Passage:
★ ★ ★
Personal information
- Born: 9 September 1998 (age 27) Delhi, India
- Occupation: Judoka

Sport
- Country: India
- Sport: Judo
- Weight class: +78 kg
- Coached by: Yashpal Solanki

Achievements and titles
- Olympic Games: R32 (2024)
- World Champ.: R16 (2022, 2024)
- Asian Champ.: 7th (2017, 2019)
- Commonwealth Games: (2022)

Medal record
Women's judo
Representing India
Commonwealth Games
| Silver medal – second place | 2022 Birmingham | +78 kg |
South Asian Games
| Gold medal – first place | 2019 Kathmandu | +78 kg |
Asian Junior Championships
| Bronze medal – third place | 2017 Bishkek | +78 kg |
| Bronze medal – third place | 2018 Beirut | +78 kg |

Profile at external databases
- IJF: 38715
- JudoInside.com: 114927

= Tulika Maan =

Indian judoka (born 1998)

Tulika Maan (born 9 September 1998) is an Indian judoka. She competes in the +78 kg weight class and won the silver medal at the 2022 Commonwealth Games.
★ ★ ★
Extracted data:
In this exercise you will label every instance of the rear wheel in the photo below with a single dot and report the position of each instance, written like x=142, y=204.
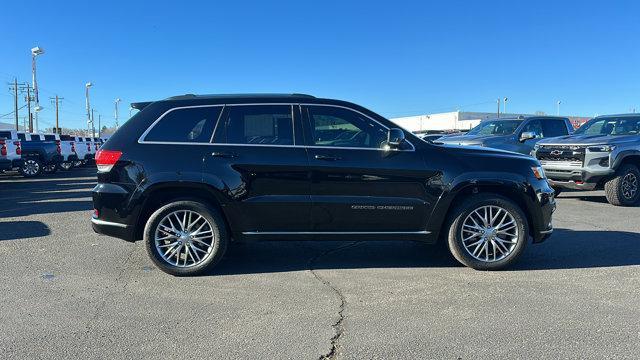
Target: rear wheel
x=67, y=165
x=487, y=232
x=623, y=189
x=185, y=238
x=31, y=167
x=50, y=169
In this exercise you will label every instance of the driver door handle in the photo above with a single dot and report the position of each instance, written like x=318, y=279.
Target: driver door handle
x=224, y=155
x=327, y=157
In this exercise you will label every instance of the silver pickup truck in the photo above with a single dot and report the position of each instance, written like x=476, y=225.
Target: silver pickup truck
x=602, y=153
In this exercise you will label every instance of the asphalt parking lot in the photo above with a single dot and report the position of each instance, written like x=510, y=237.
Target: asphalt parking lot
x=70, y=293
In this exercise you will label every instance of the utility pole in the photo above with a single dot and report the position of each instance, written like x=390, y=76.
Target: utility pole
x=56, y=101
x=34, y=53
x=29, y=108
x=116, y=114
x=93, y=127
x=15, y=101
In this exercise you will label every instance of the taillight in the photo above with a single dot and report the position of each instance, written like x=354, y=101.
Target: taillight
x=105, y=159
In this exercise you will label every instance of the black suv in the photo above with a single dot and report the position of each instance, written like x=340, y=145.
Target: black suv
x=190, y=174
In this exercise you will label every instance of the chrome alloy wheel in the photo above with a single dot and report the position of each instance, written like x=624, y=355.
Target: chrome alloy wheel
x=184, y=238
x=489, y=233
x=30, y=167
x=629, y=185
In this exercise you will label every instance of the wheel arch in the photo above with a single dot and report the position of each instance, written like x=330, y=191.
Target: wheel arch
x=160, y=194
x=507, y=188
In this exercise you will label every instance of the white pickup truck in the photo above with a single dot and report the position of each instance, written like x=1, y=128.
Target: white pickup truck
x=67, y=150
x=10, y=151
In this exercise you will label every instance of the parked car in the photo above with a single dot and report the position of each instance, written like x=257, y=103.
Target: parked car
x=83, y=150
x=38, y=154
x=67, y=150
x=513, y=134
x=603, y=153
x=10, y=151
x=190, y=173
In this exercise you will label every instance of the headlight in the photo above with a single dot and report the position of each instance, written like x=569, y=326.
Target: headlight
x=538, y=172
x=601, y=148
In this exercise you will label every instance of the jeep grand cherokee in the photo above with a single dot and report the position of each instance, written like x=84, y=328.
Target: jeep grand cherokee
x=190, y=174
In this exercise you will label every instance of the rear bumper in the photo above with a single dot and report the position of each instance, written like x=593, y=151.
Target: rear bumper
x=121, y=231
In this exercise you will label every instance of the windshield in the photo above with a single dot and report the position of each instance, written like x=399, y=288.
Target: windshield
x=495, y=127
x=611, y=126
★ ★ ★
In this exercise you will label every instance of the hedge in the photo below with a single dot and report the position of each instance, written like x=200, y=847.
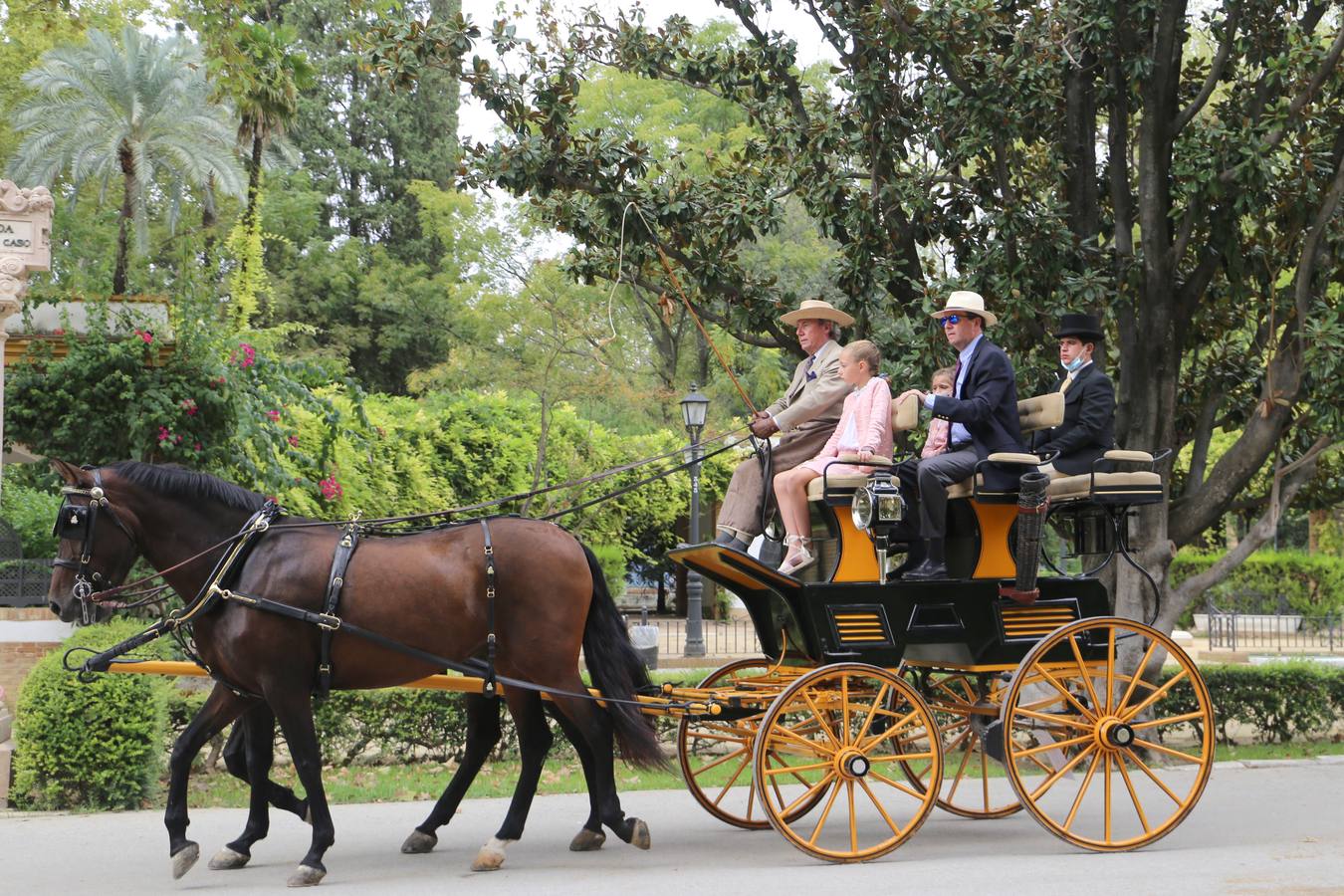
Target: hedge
★ ★ ★
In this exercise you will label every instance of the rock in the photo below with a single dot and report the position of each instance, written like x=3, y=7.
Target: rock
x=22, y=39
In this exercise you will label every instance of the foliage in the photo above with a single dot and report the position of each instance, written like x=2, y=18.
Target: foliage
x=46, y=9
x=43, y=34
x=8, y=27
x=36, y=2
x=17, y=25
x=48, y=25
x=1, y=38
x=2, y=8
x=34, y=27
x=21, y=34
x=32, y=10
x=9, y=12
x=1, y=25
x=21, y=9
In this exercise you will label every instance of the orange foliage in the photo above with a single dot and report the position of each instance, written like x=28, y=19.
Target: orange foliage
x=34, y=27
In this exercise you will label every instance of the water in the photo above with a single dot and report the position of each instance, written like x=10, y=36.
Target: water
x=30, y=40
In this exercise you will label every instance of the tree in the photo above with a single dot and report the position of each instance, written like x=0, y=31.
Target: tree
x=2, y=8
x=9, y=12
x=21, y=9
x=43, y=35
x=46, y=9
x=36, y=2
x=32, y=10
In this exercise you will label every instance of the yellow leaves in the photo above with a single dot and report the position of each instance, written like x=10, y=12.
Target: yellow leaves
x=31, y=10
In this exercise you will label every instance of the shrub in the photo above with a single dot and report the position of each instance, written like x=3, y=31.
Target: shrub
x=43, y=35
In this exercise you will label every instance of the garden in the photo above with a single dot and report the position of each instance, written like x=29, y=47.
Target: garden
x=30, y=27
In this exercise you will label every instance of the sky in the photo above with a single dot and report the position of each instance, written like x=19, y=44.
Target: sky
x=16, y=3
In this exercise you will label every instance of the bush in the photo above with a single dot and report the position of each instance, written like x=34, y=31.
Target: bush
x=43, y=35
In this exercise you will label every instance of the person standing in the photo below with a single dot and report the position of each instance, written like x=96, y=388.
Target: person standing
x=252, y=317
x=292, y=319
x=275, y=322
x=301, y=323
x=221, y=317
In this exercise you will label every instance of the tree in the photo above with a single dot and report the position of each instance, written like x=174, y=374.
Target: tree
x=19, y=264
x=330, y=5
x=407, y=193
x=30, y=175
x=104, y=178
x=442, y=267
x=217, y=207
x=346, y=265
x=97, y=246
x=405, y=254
★ ★ ★
Exercise instructions:
a. Using the Tulika Maan profile, decide whether each statement agrees with it: (i) she is coached by Yashpal Solanki; (ii) she reached the round of 16 at the 2024 Olympic Games; (iii) she finished seventh at the Asian Championships in both 2017 and 2019. For each, answer yes or no and quote the deciding words.
b. Reproduce the Tulika Maan profile from "Personal information" to "Games: R32 (2024)".
c. Resume the Tulika Maan profile after its final sentence.

Exercise responses:
a.
(i) Yes: "Coached by: Yashpal Solanki"
(ii) No: "Olympic Games: R32 (2024)"
(iii) Yes: "Asian Champ.: 7th (2017, 2019)"

b.
Personal information
- Born: 9 September 1998 (age 27) Delhi, India
- Occupation: Judoka

Sport
- Country: India
- Sport: Judo
- Weight class: +78 kg
- Coached by: Yashpal Solanki

Achievements and titles
- Olympic Games: R32 (2024)

c.
In 2022, Maan was ranked No. 91 in the Judo World Rankings.

==Personal life==

Maan is from Delhi, India.

==Achievements==

Tulika Maan has received the following accolades throughout her career:

- Silver medallist at national junior level.
- 2018: Winner of the Commonwealth Championship in Jaipur.
- 2017: Debuted at the Budapest World Championship and participated in the Tokyo World Championship.
- 2019: Winner of the Walsall Commonwealth Championship; Gold medallist at South Asian Games and Commonwealth Championship.
- 2022: Silver medallist in Commonwealth Games.
- 2023: Bronze medallist at the Asian Open Championship in Taipei.